:: ESTRATTO SCELTO ::

L’emergenza
Jair Bolsonaro ha devastato l’Amazzonia senza pietà
Con il governo di Destra la deforestazione è cresciuta a livelli record e gli incendi sono aumentati. Si spera che la rielezione di Lula riporti la protezione del territorio tra le priorità
«Non ci possono essere incendi in Amazzonia perché la foresta è umida». «Ai popoli indigeni non verrà concesso nemmeno un millimetro di terra in più». «Le pressioni mondiali sulla crisi climatica sono un gioco commerciale». Queste sono solo alcune delle frasi pronunciate dal presidente brasiliano Jair Bolsonaro, che lo scorso 30 ottobre ha perso le elezioni presidenziali: a vincerle è stato il suo rivale Luiz Inácio Lula da Silva con il 50,9 per cento dei voti.

:::

### OBIETTIVO A
Nel testo su Bolsonaro e l'Amazzonia, con quale percentuale dei voti Lula ha vinto le elezioni presidenziali?
### OBIETTIVO B
Prosegui il testo su Bolsonaro e l'Amazzonia a partire dall'ultima frase riportata.

:: RACCOLTA DI DATI ::

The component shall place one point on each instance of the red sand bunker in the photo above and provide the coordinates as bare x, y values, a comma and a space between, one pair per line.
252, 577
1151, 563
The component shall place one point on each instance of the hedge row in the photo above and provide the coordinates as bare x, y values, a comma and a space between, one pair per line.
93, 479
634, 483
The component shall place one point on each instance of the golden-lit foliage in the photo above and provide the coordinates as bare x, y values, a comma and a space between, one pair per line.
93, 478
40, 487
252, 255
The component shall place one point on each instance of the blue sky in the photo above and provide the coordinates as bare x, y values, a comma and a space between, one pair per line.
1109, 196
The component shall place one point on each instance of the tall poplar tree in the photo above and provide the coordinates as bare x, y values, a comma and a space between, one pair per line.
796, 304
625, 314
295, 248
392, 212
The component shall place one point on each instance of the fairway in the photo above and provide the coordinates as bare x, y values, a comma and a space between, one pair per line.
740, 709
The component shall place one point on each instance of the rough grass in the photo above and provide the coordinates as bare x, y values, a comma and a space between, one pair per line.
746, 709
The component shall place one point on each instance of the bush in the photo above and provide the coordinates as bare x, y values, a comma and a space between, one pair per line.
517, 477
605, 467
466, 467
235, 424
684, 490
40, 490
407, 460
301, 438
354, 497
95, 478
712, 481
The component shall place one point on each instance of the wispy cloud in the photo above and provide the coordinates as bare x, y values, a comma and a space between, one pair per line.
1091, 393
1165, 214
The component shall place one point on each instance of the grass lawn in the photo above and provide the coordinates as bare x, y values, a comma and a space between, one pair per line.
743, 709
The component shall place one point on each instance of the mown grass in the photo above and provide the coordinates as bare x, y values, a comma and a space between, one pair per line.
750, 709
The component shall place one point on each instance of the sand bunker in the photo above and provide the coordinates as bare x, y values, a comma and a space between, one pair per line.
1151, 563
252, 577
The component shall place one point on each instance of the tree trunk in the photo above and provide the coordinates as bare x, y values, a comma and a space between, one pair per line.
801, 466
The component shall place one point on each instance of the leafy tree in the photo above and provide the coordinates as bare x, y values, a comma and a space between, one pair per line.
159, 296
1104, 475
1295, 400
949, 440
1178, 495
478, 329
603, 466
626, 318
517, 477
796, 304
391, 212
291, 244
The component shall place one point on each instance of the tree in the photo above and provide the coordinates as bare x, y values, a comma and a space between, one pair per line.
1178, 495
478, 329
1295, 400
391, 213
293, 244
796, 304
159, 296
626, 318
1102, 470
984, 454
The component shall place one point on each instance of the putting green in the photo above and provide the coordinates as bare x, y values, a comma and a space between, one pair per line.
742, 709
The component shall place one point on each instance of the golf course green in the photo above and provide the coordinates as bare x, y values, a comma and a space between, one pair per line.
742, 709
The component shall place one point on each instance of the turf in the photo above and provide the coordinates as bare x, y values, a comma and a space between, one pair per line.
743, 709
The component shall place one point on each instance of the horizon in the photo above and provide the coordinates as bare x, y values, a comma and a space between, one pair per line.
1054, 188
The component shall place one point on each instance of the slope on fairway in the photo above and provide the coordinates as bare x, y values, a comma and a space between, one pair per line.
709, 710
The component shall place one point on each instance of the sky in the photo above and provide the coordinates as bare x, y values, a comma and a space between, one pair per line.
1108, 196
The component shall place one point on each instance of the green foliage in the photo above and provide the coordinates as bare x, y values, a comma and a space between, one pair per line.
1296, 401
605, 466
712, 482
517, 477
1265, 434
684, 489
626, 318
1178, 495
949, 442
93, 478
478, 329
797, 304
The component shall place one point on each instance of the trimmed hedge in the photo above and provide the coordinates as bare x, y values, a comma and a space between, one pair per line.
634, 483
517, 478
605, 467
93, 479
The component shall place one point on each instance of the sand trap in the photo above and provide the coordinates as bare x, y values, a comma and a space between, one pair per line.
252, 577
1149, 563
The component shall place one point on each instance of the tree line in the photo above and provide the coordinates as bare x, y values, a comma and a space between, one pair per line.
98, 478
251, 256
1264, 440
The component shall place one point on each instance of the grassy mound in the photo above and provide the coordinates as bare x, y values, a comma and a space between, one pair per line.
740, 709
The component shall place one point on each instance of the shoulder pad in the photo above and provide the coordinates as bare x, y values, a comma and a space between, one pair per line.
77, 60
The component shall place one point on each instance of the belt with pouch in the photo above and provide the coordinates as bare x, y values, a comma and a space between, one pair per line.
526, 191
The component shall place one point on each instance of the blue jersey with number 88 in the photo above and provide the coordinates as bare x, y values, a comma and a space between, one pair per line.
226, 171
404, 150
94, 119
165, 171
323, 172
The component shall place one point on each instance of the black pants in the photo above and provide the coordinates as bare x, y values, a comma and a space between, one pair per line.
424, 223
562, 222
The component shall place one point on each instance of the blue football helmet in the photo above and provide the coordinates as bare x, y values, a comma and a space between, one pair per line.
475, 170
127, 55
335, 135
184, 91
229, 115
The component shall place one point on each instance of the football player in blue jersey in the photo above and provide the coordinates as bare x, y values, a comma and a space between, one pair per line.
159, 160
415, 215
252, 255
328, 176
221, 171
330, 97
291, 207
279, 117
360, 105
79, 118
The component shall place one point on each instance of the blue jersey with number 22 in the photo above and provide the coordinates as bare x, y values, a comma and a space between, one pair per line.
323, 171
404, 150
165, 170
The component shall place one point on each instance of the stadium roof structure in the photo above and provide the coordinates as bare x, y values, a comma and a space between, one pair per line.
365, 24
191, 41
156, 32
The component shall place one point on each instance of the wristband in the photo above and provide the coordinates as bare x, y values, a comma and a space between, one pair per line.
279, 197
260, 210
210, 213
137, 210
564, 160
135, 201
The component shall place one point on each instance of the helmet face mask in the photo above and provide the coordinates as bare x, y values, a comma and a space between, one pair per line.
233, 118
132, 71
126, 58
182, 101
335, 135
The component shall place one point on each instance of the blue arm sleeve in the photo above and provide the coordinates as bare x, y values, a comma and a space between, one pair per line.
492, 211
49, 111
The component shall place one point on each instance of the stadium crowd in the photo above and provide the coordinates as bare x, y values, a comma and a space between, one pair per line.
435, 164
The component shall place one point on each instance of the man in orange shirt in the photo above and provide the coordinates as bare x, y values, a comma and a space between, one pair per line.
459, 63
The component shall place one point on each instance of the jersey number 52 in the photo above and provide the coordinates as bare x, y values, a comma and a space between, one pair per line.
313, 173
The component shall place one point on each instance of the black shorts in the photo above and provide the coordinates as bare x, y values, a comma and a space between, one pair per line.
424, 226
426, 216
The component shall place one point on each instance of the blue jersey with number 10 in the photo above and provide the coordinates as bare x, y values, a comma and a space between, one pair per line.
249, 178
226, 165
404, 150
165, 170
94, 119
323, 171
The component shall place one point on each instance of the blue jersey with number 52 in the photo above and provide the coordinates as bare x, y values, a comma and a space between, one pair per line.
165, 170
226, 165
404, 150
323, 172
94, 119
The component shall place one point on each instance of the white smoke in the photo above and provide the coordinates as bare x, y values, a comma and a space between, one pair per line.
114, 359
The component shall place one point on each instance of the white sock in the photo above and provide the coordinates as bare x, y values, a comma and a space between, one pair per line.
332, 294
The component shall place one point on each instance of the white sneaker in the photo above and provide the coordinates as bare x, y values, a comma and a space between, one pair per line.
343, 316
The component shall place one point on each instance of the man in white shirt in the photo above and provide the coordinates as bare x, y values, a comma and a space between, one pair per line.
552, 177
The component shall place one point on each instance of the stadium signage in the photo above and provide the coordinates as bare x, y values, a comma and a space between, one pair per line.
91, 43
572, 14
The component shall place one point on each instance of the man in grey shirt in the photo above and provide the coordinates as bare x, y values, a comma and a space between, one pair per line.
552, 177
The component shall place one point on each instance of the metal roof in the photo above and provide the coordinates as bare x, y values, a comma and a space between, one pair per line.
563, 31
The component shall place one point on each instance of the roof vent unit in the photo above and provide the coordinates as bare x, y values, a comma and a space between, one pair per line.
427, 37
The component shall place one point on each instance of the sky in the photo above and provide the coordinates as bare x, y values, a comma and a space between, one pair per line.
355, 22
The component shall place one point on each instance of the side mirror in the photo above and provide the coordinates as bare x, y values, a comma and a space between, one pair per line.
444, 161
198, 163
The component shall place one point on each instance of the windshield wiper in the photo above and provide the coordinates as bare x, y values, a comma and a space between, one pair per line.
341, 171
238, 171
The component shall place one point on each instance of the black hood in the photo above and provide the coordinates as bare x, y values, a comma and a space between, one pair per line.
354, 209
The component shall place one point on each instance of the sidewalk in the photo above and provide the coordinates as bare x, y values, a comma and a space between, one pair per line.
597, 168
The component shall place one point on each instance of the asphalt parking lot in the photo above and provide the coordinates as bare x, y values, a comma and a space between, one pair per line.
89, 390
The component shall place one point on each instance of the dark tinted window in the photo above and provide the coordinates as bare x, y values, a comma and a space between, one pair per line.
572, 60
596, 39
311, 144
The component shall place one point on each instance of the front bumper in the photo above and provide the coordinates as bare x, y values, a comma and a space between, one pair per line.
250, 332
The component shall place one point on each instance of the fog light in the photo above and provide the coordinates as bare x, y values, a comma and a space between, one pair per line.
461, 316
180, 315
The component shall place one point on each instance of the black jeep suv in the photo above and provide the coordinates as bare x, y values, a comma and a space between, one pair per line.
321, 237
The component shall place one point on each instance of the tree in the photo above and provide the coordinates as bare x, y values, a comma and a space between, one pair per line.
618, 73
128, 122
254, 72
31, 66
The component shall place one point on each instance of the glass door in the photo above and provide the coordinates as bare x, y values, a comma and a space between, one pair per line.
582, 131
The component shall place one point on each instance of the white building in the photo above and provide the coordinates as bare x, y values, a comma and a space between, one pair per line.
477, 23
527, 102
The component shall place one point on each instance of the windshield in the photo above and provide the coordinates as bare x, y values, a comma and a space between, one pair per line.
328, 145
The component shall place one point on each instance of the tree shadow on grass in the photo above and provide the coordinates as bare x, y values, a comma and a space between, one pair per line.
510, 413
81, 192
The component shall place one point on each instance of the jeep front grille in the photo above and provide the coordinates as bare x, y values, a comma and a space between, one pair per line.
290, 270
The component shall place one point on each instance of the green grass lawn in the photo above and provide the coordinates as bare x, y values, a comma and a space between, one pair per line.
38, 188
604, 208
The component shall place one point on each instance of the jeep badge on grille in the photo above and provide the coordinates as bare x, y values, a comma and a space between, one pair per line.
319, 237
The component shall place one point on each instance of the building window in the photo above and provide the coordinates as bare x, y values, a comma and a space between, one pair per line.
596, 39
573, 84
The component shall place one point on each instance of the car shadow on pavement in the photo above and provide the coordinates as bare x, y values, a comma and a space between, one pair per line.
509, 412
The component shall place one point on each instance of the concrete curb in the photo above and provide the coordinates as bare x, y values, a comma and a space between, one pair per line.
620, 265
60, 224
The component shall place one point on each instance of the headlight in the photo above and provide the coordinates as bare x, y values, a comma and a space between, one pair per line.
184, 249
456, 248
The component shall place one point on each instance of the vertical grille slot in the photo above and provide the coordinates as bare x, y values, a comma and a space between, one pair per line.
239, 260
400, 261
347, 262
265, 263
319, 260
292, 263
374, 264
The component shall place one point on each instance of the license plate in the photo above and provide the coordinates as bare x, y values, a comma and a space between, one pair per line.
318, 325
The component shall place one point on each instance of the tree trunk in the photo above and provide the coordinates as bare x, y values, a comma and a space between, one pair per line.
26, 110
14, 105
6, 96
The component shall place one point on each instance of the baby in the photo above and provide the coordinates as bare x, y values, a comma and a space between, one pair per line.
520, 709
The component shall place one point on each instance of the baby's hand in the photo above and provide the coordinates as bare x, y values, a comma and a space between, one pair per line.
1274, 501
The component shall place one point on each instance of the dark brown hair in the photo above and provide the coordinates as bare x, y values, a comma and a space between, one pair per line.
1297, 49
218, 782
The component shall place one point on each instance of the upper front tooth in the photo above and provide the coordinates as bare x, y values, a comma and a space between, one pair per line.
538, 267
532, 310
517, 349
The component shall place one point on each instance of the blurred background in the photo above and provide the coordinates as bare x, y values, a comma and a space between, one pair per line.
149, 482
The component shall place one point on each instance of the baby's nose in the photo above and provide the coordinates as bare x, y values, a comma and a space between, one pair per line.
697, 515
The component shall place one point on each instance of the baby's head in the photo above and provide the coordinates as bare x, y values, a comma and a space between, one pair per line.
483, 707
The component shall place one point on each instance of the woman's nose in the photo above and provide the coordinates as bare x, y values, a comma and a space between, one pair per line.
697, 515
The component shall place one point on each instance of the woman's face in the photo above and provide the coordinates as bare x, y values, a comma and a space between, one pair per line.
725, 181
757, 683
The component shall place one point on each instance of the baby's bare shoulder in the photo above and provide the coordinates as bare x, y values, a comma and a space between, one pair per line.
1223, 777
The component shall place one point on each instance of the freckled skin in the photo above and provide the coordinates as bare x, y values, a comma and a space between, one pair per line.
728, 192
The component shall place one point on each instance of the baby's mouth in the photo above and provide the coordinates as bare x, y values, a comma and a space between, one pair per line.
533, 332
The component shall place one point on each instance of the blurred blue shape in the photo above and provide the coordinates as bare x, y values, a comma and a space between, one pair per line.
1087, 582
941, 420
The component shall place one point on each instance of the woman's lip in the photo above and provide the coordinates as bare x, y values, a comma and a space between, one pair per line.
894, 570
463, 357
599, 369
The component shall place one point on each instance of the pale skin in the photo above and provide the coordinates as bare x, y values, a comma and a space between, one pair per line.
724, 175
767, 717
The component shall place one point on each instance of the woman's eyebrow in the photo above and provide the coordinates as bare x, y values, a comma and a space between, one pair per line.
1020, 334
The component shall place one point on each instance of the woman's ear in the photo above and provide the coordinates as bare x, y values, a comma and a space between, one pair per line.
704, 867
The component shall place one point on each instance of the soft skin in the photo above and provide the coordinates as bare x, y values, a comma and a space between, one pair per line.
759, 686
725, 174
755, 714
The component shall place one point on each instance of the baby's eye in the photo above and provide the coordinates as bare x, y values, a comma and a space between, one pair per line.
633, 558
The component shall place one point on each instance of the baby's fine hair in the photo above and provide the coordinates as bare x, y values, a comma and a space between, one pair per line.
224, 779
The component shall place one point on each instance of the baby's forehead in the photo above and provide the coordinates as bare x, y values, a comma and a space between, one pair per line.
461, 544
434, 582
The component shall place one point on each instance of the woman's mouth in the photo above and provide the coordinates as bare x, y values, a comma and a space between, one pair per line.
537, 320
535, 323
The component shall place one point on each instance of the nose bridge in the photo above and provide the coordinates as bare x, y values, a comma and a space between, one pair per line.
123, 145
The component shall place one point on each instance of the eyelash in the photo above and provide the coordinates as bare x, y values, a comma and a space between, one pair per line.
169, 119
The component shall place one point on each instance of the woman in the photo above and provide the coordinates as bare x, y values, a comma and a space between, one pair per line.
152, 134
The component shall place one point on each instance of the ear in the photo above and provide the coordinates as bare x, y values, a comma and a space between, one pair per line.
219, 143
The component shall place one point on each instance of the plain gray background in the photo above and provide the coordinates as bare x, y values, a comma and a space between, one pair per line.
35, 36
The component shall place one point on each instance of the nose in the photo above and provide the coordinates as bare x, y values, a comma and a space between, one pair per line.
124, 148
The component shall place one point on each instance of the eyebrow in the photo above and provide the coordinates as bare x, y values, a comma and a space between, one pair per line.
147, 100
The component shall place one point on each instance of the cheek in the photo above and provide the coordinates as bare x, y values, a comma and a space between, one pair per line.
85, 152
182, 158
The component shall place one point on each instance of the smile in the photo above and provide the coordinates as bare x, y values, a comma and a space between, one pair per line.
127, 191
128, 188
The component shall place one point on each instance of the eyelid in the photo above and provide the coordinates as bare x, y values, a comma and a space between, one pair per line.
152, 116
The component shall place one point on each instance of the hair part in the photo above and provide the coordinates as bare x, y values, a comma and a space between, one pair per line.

:::

### RISPOSTA A
Lula ha vinto con il 50,9 per cento dei voti.

### RISPOSTA B
L’ambiente e la deforestazione dell’Amazzonia sono stati argomenti chiave durante la campagna elettorale e i programmi dei due candidati sul tema non avrebbero potuto essere più diversi. Sotto il governo Bolsonaro la deforestazione in Amazzonia è aumentata del 75,6 per cento, mentre gli incendi forestali, quasi tutti dolosi, sono cresciuti del 24 per cento. A lanciare l’allarme è l’ultimo rapporto stilato da Greenpeace in cui si dichiara pure che le emissioni di gas serra del Paese sono aumentate del 9,5 per cento. Come mostrano i dati dell’Istituto brasiliano di ricerche spaziali (Inpe), tra l’agosto 2020 e il luglio 2021 sono stati distrutti ben 13.235 chilometri quadrati di foresta amazzonica.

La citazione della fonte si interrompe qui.